**TAREFA ESCRITA A**
No texto para leitura, de qual deputado federal Gerson Ataíde é assessor?

**TEXTO PARA LEITURA**
□ □ □ □ □
Em frente ao panelão, devidamente indumentado, Frank Volcano, 63 anos e chef desde os 20, desenhava a paeja campeira que adaptou da dieta original valenciana, apresentada por amigos espanhóis lá no primeiro Fórum Social Mundial.

– Minha paeja é um carreteiro balaqueiro – divertia-se.

Como um xamã, revirando ingredientes na mandala, evocava energias em sabores, cores e palavras:

– A comida é só o meio para reunir aqueles que sonham a mesma utopia. Num tempo sofrido e dolorido para os que estão aqui, criamos um sentimento de pertencimento, de que não estamos nós.

– E não confraternizamos em grandes hotéis, mas numa associação de bairro, saboreando um prato coletivo. Uma pajelança, sob o fogo purificador – fazia poesia, inspirado no momento de estresse vivido por petistas de quaisquer costados.

 

 

Ao fim dos discursos, que apresentaremos a seguir e onde ninguém escondia a mágoa com a saída do ex-prefeito Daniel Bordignon do partido, um diálogo resumia o espírito do PT de Gravataí, hoje:

– Isso parece aquelas reuniões que fazíamos nos anos 80 – comentava Célia Caregnato, companheira do sociólogo Roberto Garcia, responsável pelas pesquisas eleitorais feitas pelo partido há mais de 20 anos.

– No aniversário do Olívio Dutra sentimos a mesma coisa – concordava Gerson Ataíde, o Jacaré, assessor do deputado federal Elvino Bohn Gass, que acompanhava Miguel Rossetto.
□ □ □ □ □
**TAREFA ESCRITA B**
Filtre as entradas abaixo e copie cada linha que contenha a string "dark". A comparação diferencia maiúsculas de minúsculas.

Linhas de um conjunto de dados
□ □ □ □ □
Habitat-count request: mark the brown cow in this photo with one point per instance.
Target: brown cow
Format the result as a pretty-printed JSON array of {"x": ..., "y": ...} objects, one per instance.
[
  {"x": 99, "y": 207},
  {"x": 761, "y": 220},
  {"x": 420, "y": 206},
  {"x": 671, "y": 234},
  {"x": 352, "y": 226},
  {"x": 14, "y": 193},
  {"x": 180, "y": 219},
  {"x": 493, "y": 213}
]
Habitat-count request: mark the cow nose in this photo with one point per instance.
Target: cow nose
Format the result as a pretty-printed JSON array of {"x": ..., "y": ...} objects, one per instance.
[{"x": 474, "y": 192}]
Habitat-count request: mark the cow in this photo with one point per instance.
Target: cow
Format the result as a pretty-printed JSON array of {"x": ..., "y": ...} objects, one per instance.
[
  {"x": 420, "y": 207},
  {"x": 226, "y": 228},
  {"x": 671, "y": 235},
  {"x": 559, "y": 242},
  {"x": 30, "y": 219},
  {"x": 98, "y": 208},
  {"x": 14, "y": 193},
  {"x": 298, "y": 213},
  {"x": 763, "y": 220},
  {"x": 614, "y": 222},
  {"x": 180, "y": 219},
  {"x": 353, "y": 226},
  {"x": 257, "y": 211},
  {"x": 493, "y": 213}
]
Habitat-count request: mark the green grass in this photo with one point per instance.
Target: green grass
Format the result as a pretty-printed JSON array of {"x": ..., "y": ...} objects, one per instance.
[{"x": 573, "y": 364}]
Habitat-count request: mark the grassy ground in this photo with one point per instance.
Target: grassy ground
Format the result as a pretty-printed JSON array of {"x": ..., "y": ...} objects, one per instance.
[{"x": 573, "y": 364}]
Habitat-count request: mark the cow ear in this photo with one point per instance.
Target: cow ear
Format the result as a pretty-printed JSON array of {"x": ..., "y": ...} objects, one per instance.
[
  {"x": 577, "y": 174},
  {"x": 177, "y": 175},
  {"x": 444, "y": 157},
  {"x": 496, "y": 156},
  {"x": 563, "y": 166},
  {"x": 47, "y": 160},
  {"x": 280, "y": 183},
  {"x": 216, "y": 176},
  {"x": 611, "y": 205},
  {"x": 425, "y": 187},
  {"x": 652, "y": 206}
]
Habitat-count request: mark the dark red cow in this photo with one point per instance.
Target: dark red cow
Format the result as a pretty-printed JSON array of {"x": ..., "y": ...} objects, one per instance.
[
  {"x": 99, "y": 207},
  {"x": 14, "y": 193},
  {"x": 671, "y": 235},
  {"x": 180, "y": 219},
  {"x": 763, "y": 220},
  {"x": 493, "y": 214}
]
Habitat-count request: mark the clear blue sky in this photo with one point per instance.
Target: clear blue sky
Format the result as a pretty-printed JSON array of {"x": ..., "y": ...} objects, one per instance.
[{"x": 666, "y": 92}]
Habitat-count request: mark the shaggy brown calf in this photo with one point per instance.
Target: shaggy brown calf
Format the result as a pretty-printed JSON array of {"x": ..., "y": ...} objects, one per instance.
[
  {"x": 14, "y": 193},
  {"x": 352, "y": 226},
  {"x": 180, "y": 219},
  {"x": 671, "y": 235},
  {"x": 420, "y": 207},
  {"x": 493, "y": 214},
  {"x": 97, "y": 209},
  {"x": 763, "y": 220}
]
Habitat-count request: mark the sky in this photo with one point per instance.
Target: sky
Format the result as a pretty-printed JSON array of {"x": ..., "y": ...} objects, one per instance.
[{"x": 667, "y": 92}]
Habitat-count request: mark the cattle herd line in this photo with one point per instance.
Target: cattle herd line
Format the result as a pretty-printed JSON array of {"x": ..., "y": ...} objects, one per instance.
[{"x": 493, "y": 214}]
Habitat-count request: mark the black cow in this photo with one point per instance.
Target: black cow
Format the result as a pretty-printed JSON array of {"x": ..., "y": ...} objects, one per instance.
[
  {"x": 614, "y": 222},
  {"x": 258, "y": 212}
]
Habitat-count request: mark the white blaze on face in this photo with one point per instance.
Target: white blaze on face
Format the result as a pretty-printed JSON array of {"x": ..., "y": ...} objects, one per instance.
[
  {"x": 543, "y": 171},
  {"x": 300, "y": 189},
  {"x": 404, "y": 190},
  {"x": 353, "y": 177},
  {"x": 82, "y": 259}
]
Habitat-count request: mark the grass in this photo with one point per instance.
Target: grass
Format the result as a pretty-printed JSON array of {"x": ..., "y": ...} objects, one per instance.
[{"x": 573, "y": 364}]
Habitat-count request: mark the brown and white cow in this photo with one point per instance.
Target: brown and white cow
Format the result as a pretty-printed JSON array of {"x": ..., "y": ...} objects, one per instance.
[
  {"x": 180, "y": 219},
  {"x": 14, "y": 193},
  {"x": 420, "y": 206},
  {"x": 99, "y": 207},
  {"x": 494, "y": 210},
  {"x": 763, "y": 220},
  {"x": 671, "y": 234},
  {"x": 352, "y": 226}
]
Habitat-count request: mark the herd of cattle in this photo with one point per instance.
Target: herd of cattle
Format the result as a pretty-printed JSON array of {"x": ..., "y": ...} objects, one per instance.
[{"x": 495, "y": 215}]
□ □ □ □ □
**RESPOSTA COMPLETA A**
Do deputado federal Elvino Bohn Gass.

**RESPOSTA COMPLETA B**
Habitat-count request: mark the dark red cow in this photo with one point per instance.
Target: dark red cow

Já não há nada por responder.